## START Dataset rows

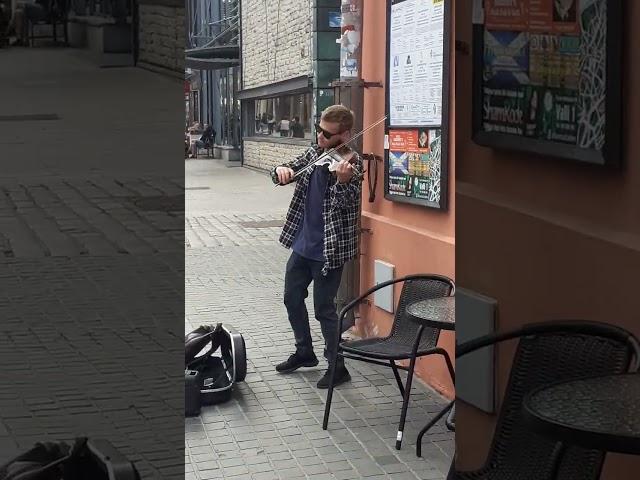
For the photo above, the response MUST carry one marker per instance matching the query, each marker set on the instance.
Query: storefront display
(547, 77)
(417, 79)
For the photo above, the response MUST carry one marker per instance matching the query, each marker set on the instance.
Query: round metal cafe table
(601, 413)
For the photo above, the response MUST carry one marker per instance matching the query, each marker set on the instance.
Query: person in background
(207, 140)
(284, 127)
(271, 123)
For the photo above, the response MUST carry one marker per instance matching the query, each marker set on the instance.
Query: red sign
(409, 141)
(537, 16)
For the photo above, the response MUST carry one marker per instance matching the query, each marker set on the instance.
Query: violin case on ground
(95, 459)
(209, 378)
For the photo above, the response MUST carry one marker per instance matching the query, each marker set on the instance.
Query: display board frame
(439, 199)
(609, 137)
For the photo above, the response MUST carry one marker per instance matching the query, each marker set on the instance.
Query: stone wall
(162, 33)
(276, 41)
(266, 155)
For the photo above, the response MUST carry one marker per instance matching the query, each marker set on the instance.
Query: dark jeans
(300, 272)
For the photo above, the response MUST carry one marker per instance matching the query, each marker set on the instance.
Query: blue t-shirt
(309, 241)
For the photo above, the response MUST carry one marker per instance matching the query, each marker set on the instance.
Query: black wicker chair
(407, 340)
(546, 353)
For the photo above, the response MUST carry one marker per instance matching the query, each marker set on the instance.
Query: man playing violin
(321, 230)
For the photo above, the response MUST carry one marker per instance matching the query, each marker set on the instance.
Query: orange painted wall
(547, 238)
(415, 239)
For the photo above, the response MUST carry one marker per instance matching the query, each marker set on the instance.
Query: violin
(333, 156)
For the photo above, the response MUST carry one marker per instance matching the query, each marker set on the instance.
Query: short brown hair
(339, 114)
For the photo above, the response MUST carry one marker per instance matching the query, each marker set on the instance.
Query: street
(271, 428)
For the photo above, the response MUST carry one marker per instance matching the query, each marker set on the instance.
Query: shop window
(287, 116)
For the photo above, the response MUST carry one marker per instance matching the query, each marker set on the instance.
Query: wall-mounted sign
(417, 94)
(547, 78)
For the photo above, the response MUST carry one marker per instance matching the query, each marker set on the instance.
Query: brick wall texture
(276, 40)
(266, 155)
(162, 36)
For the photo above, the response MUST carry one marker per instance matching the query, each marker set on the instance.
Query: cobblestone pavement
(91, 258)
(91, 274)
(271, 428)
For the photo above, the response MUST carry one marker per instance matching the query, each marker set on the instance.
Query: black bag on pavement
(86, 459)
(209, 379)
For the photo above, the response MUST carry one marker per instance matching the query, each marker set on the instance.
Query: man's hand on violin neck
(284, 174)
(344, 171)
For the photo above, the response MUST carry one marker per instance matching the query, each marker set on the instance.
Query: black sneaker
(342, 375)
(296, 361)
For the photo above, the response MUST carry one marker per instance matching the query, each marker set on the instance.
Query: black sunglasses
(326, 134)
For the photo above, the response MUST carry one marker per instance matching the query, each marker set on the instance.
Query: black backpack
(86, 459)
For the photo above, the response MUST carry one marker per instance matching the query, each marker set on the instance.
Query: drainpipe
(349, 91)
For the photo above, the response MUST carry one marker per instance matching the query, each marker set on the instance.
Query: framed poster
(417, 102)
(547, 78)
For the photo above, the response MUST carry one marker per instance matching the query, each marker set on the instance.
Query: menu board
(546, 79)
(417, 79)
(416, 60)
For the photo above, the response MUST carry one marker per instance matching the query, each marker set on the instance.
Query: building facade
(161, 34)
(213, 71)
(289, 58)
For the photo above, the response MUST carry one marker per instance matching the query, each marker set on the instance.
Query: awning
(295, 85)
(211, 63)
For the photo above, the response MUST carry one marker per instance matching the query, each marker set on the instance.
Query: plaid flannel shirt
(341, 209)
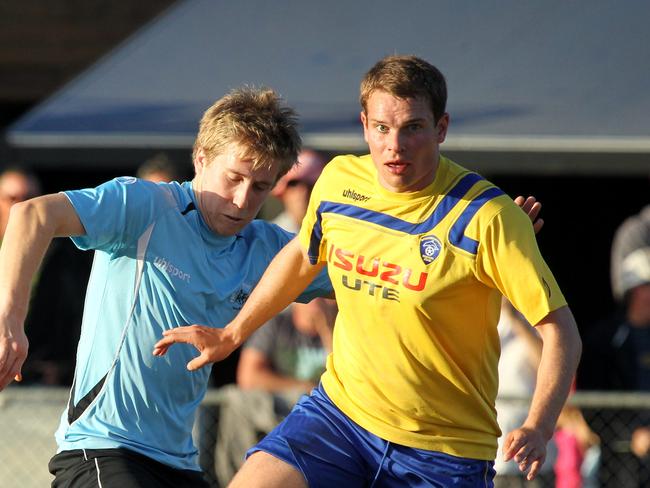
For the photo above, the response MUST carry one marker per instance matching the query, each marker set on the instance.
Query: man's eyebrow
(407, 122)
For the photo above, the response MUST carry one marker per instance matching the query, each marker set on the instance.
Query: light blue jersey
(157, 266)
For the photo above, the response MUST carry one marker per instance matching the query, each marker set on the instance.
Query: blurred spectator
(158, 169)
(617, 349)
(578, 451)
(521, 349)
(632, 234)
(16, 185)
(281, 360)
(294, 189)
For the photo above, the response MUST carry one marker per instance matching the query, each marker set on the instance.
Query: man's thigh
(117, 468)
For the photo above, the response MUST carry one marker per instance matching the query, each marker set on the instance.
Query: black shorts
(118, 468)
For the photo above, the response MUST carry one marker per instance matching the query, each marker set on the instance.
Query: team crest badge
(430, 247)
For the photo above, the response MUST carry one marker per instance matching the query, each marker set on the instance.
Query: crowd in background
(286, 357)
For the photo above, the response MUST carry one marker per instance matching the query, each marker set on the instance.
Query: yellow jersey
(418, 279)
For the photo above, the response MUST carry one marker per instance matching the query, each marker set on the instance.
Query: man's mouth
(396, 167)
(233, 219)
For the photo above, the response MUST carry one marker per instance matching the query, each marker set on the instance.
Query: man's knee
(263, 470)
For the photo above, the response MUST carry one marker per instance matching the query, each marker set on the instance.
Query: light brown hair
(257, 120)
(406, 77)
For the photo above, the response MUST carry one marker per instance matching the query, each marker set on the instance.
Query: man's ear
(364, 123)
(200, 160)
(442, 126)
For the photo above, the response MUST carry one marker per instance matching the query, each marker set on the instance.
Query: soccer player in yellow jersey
(419, 251)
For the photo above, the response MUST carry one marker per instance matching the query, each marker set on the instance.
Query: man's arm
(32, 226)
(560, 355)
(287, 276)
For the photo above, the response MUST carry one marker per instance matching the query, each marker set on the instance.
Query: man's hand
(213, 344)
(528, 448)
(13, 352)
(532, 207)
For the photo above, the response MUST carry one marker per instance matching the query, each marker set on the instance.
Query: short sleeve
(509, 259)
(311, 231)
(114, 214)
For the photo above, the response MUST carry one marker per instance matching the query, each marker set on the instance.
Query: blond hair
(406, 77)
(257, 120)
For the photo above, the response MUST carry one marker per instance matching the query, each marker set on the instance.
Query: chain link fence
(29, 416)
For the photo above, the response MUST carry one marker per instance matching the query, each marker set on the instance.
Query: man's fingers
(160, 349)
(198, 362)
(534, 469)
(11, 373)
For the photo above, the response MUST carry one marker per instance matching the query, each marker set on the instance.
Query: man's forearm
(560, 355)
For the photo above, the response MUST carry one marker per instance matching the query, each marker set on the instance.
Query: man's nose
(396, 141)
(241, 197)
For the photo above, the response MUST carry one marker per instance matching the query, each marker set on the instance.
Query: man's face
(403, 140)
(230, 193)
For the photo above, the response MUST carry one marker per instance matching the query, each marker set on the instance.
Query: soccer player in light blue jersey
(166, 254)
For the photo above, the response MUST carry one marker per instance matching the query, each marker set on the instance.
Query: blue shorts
(331, 450)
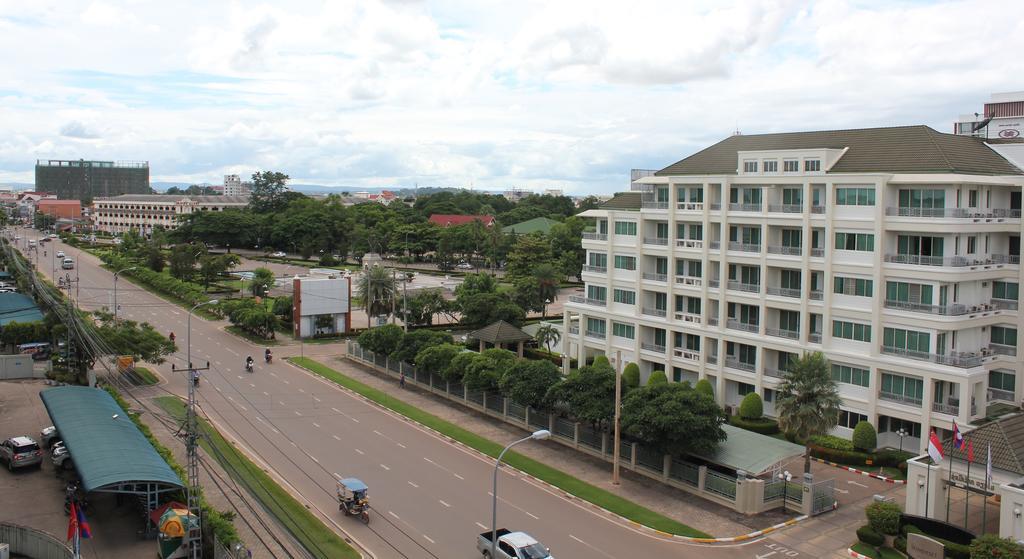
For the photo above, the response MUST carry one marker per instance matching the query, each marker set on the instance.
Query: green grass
(309, 530)
(537, 469)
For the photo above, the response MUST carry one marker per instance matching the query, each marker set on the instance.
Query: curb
(569, 497)
(861, 472)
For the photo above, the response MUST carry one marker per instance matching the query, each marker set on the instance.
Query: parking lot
(34, 497)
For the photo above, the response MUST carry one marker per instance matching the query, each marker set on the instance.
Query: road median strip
(309, 530)
(558, 480)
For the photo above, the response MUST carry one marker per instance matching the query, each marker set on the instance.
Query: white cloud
(530, 93)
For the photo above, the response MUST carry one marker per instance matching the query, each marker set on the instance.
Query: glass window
(625, 296)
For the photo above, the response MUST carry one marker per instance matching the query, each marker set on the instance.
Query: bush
(704, 385)
(834, 442)
(869, 535)
(884, 517)
(631, 377)
(991, 546)
(656, 378)
(763, 426)
(752, 407)
(864, 437)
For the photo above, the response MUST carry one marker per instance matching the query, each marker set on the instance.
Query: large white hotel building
(895, 251)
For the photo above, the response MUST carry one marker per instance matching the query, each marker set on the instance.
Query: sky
(484, 94)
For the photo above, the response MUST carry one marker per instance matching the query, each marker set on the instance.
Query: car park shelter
(110, 453)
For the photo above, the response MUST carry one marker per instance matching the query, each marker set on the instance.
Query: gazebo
(501, 334)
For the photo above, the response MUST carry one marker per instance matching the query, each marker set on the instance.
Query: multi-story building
(88, 179)
(143, 212)
(895, 251)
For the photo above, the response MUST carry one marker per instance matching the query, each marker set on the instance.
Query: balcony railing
(742, 366)
(739, 325)
(786, 251)
(900, 398)
(955, 213)
(783, 292)
(1000, 349)
(779, 333)
(743, 247)
(652, 347)
(945, 310)
(588, 301)
(785, 208)
(687, 317)
(1005, 304)
(961, 359)
(739, 286)
(689, 243)
(689, 281)
(999, 394)
(687, 354)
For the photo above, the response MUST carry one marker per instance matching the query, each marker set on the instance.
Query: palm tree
(548, 336)
(377, 289)
(808, 400)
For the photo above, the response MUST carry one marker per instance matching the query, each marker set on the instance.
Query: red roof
(446, 220)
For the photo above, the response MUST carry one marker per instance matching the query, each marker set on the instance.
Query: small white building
(321, 305)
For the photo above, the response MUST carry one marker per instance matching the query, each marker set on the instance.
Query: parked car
(20, 453)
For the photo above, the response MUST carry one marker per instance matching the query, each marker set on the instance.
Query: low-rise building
(144, 212)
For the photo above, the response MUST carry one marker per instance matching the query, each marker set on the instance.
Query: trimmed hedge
(869, 535)
(763, 426)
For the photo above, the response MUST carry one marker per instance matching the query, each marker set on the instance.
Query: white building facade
(894, 251)
(142, 213)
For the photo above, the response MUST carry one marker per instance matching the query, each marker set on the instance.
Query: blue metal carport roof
(107, 452)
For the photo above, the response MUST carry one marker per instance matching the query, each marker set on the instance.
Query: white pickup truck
(512, 545)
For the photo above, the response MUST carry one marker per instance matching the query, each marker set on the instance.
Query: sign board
(922, 547)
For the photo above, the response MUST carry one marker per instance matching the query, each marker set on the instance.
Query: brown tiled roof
(1006, 436)
(896, 149)
(624, 201)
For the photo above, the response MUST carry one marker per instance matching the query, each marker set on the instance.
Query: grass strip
(307, 529)
(566, 482)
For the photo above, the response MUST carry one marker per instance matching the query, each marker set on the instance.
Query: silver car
(20, 452)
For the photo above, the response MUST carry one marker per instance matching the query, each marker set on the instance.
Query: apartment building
(143, 212)
(895, 251)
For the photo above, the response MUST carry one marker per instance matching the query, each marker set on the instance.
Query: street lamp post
(116, 290)
(537, 435)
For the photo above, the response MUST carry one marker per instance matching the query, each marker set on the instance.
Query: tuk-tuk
(352, 499)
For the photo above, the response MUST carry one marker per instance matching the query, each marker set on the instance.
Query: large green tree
(808, 399)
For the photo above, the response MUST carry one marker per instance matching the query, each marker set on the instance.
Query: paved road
(429, 498)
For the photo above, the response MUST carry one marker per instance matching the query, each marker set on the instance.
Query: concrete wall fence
(748, 496)
(32, 543)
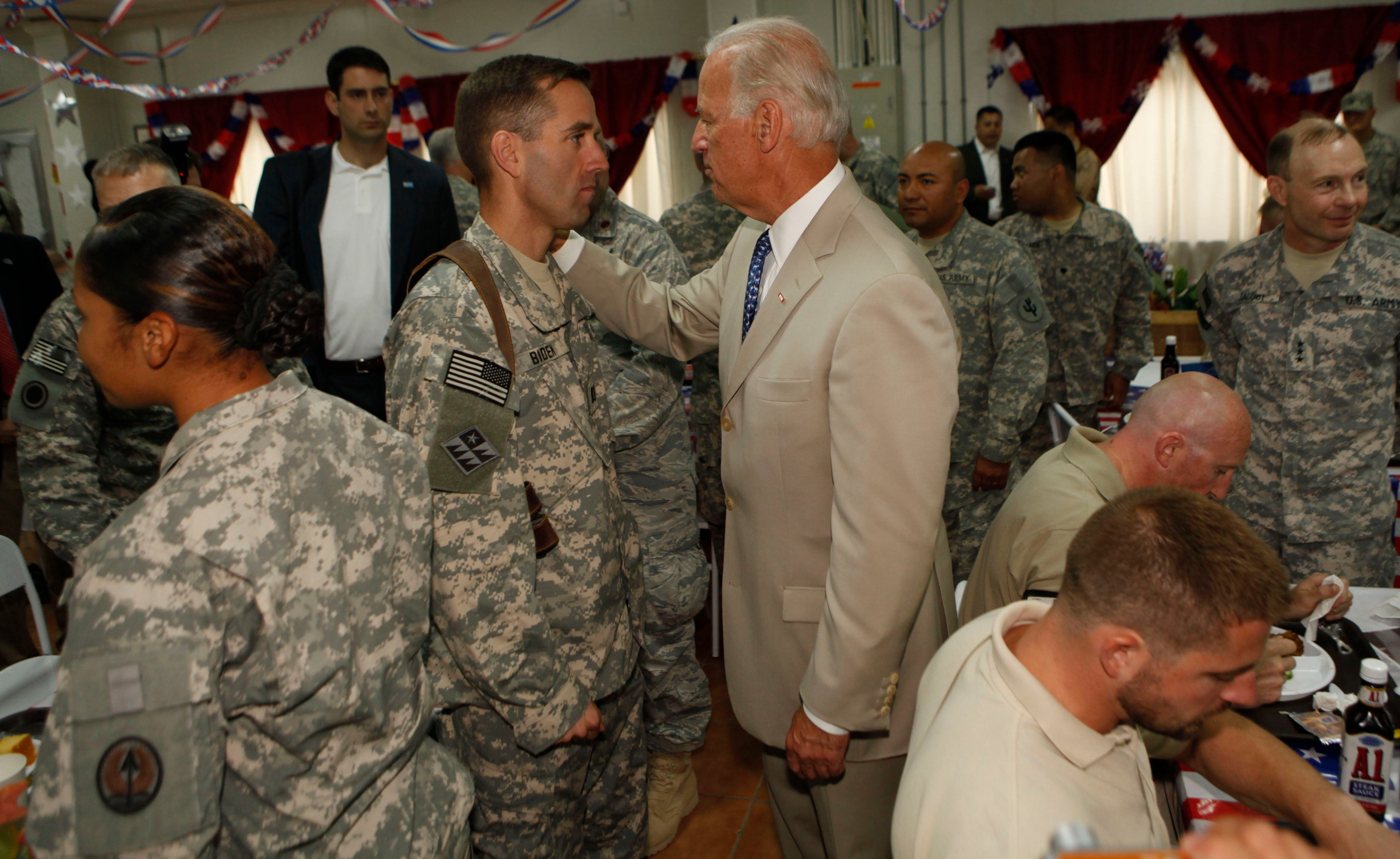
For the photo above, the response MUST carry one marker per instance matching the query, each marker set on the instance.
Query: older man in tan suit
(839, 375)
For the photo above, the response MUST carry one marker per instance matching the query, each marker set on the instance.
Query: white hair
(780, 60)
(443, 148)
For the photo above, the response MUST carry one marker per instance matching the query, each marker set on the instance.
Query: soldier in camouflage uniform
(468, 201)
(83, 460)
(1094, 279)
(996, 299)
(244, 668)
(538, 670)
(702, 228)
(656, 473)
(875, 173)
(1305, 321)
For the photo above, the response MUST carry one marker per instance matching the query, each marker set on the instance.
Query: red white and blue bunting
(439, 43)
(1007, 58)
(411, 124)
(927, 22)
(674, 72)
(244, 107)
(1318, 82)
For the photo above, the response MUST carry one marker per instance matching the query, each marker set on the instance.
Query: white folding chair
(30, 683)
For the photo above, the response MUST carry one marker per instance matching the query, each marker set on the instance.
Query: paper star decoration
(70, 153)
(64, 108)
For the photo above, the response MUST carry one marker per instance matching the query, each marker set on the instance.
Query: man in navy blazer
(355, 219)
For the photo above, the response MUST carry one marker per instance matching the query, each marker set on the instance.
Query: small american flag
(478, 376)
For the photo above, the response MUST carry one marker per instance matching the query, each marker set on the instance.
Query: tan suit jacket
(838, 414)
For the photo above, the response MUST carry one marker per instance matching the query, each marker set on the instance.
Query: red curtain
(1282, 47)
(206, 118)
(1094, 69)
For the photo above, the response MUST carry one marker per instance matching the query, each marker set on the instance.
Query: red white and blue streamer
(411, 124)
(927, 22)
(674, 72)
(159, 92)
(1008, 58)
(440, 43)
(1310, 85)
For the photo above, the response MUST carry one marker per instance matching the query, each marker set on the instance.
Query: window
(1178, 177)
(257, 151)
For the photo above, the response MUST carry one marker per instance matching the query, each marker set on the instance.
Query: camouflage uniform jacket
(535, 640)
(82, 460)
(1317, 369)
(467, 200)
(1384, 183)
(702, 229)
(244, 666)
(1093, 279)
(996, 299)
(877, 176)
(645, 385)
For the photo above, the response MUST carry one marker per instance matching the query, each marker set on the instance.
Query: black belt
(365, 365)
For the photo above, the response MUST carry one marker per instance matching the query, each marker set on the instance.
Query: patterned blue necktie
(751, 295)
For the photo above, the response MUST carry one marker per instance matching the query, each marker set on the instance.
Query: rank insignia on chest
(470, 450)
(129, 775)
(478, 376)
(48, 355)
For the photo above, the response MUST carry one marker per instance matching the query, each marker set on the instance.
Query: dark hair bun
(279, 317)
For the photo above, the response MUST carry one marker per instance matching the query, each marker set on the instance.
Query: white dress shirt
(992, 166)
(355, 253)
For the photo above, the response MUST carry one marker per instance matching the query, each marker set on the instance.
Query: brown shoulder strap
(470, 260)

## END Dataset rows

Task prompt:
Report only the number of lines in the data above that contain the string "black". Case counts.

Full output:
7